■ DIRECTIONS FOR THIS TASK ■
Answer these questions using the post on infertility:
1. Whose struggle does infertility remind the writer of?
2. Within how many weeks do most miscarriages happen?
3. When did the writer's first treatment cycle with the RE take place?

■ EXERCISE TEXT ■
════════

Conceal, Don’t Feel

Infertility reminds me of the struggle that Elsa had to go through:

A kingdom of isolation

Don’t let them in, don’t let them see

Conceal, don’t feel, don’t let them know

Put on a show, make one wrong move and everyone will know

 

So many people who struggle to get pregnant feel like they have to hide it or it is something to be ashamed of. That thought truly makes me sad. People who get cancer don’t have to hide it from the family and friends, why should they have to hide this? It is a legit medical condition, nothing to feel shame about.

I feel that I’ve been extremely open about our trek with infertility. I generally post about things either the same day or soon after. That can be a little tricky sometimes. It means that whoever reads these posts knows intimate details about something that is usually between just two people. It also means that those who read this know when it is time for the big deal blood draw: the pregnancy test.

In general, the thought is that you don’t share news of a pregnancy until you’ve passed 12 weeks (or ever for some people) and are out of the so-called “danger zone”. Most miscarriages happen within the first 12 weeks, though they can happen at any time. I kinda get the reasoning behind that. You don’t want to get people’s hopes up and then have to break bad news to them. If you recall, and have been following me that long, that very thing happened to us at the end of 2014. It was our first treatment cycle with our RE, and by some miracle I got a positive beta. I was so elated that I just had to share the news right away. Alas, the joy did not last as the pregnancy was deemed unviable and I had a medically induced miscarriage. I was sad for myself of course, but also sad for those I had already told. I now had to tell them that no, I’m not actually having a baby. It was one of the hardest things I’ve ever had to do. It is something I would not wish upon anyone.

On that sad note, I wanted to share with everyone that I may have to do that again. It will be hard, very hard to do, but I will do it if necessary.

════════

Extracted records:
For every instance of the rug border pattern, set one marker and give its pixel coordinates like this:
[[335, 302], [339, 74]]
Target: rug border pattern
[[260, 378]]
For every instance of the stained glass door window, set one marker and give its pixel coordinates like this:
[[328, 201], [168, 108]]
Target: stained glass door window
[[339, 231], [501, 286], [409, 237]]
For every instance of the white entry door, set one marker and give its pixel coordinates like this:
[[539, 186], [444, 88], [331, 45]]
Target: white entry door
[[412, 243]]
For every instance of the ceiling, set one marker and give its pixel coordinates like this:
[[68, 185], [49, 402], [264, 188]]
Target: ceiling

════════

■ SOLUTION FOR THIS PROBLEM ■
1. Elsa's
2. The first 12 weeks
3. At the end of 2014